Corrupt and
Deranged
By Robert Gore
September
10, 2016 "Information
Clearing House"
- “Defense” spending is a misnomer. The US could
defend itself at a small fraction of what it spends
on its military and intelligence. The US
government’s foreign intervention and maintenance of
a confederated empire are actually a welfare and
transfer payment program. Spending has become the
point: maximizing the payoff to military and
intelligence contractors, their think tanks and
lobbying arms, captured politicians, and the vast
bureaucracies. Winning wars doesn’t serve the
interests of those beneficiaries, lengthy and
inconclusive engagements do.
The war on
terrorism is a mother lode. The enemy is whomever
the government deems it to be, wherever the
government chooses to fight it. The war itself
creates more terrorism. Victory cannot be defined;
the war will go on as long as the current ideology
remains in place. It enriches the
military-intelligence-industrial complex, but a
war-without-end welfare program is clearly deranged,
a fitting target of satire. It will continue
indefinitely because its beneficiaries have far more
incentive and resources to promote their interests
than the rest of us have in promoting peace.
Politicians
use other people’s money to line their own pockets
and buy votes; recipients accept the largess and
become dependent on it. There is no limit to demands
that the government fund “needs,” and no limit on
the political willingness to meet those demands. It
is testament to this lack of limits that the world’s
richest countries cannot fund the demand for
redistributive largess from their countries’ own
resources. Aggregated, they have accumulated the
largest debt load in history, far beyond their
ability to repay it.
Mounting
debt generates its own limit: insolvency.
Demographics shaped by the transfer state compound
the problem. Stealing the fruits of labor penalizes
honest productivity and constricts opportunity.
Faced with bleak prospects, many of the young opt
out of the financial obligations of starting
families, rearing children, or even supporting
themselves. Birthrates have dropped far below
replacement in most developed countries: fewer
people to fund taxes and debt just as the number of
putative beneficiaries skyrocket. Pension shortfalls
around the world are the canary in this coal mine.
The mathematics are inescapable. Present
arrangements are unsustainable, but will continue
until debt markets and taxpayers rebel.
They will
face a counter-rebellion by dependency-warped
recipients deprived of that which was never really
theirs. Those who can but don’t honestly produce are
both dishonest and unproductive. Faced with a
cut-off, expect chaos and violence.

> **Records for this task**
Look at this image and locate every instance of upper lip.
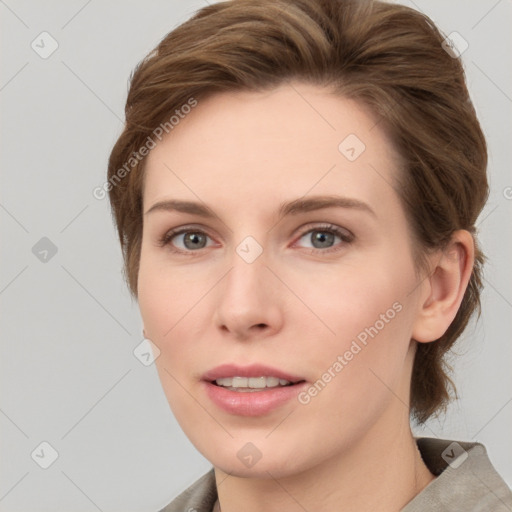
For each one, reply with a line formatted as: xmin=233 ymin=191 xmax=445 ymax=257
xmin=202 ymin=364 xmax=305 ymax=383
---
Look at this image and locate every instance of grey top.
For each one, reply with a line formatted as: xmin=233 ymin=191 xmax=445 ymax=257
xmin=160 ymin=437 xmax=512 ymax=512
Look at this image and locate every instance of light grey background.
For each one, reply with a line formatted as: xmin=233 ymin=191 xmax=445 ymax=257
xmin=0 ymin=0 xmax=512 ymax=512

> **Work instructions**
(a) In the essay on defense spending, what does the author call the canary in this coal mine?
(b) Copy the entries from the line with "Look at this image and locate every instance of upper" to the line with "xmin=202 ymin=364 xmax=305 ymax=383", both included, and leave out the picture. Multiply each bounding-box coordinate in the answers by 0.3, rounding to whole numbers with halves going up, and keep the requests and their format samples unchanged.

> **Final results**
(a) Pension shortfalls around the world.

(b)
Look at this image and locate every instance of upper lip.
For each one, reply with a line formatted as: xmin=233 ymin=191 xmax=445 ymax=257
xmin=61 ymin=109 xmax=92 ymax=115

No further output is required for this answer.